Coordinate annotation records
************

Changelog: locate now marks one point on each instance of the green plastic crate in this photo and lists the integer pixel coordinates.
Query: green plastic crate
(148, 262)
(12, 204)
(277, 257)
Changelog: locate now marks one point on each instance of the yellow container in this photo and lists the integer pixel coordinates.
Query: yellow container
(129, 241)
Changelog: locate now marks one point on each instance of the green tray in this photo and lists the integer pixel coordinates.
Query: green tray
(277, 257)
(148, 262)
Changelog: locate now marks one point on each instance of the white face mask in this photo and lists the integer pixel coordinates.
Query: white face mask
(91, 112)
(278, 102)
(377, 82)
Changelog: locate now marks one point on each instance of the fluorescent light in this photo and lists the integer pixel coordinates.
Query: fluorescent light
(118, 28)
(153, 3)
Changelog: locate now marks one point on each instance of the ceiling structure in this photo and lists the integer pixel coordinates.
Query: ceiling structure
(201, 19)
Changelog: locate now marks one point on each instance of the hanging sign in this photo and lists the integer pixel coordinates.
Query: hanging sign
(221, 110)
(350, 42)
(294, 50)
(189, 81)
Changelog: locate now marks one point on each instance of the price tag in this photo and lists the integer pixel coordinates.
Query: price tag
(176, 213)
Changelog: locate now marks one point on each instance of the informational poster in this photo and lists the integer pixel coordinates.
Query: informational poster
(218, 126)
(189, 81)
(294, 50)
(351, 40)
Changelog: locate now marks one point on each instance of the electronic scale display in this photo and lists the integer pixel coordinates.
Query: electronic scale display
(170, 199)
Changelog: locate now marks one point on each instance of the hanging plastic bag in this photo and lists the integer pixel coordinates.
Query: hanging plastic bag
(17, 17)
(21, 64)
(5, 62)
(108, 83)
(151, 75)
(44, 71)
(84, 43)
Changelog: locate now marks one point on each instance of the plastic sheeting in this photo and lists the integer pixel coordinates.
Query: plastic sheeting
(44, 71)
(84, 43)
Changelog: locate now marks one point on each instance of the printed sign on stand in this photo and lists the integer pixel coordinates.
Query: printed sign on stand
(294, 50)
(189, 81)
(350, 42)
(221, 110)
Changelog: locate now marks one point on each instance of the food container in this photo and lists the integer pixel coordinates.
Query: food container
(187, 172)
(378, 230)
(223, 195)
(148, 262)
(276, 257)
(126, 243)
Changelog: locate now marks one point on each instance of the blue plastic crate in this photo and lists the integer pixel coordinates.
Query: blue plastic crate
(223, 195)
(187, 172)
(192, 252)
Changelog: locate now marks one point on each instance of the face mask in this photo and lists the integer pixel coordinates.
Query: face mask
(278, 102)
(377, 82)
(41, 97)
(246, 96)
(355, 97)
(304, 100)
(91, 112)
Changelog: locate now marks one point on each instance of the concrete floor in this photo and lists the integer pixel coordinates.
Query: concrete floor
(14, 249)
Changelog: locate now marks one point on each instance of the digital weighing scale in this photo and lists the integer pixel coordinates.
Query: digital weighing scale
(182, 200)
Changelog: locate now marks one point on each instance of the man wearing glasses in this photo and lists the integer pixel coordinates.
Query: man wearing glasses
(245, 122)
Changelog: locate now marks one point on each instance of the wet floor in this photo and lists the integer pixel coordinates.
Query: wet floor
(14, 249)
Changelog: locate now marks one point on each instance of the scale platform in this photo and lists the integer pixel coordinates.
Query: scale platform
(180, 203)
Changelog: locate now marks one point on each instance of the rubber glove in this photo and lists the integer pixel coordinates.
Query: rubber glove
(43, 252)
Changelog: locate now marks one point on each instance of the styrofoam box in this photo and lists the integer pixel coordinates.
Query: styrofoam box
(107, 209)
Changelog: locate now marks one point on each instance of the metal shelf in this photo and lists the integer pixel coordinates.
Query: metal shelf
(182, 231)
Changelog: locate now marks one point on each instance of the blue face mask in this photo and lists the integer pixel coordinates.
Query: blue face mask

************

Aim: Reproduce the listing starting at the line containing "of the scale" and ending at the end of the listing, requests included. Offset every coordinate by adding 117 to each number.

Complete answer:
Changelog: locate now marks one point on each instance of the scale platform in this photo and lists the integer pixel coordinates.
Query: scale platform
(297, 320)
Changelog: locate now marks one point on each instance of the rubber glove in this photo and lists the integer pixel coordinates.
Query: rubber glove
(160, 369)
Changelog: locate now marks one point on each instance of the styrofoam box in this photo and lists the integer pixel coordinates.
Query: styrofoam box
(224, 326)
Changelog: locate now marks one point on each instance of the metal shelf in this photo and lists the integer pixel coordinates.
Query: metal shelf
(299, 348)
Changelog: locate now marks one point on each instance of the blue face mask in this photo and lists the integer pixel coordinates.
Query: blue face mask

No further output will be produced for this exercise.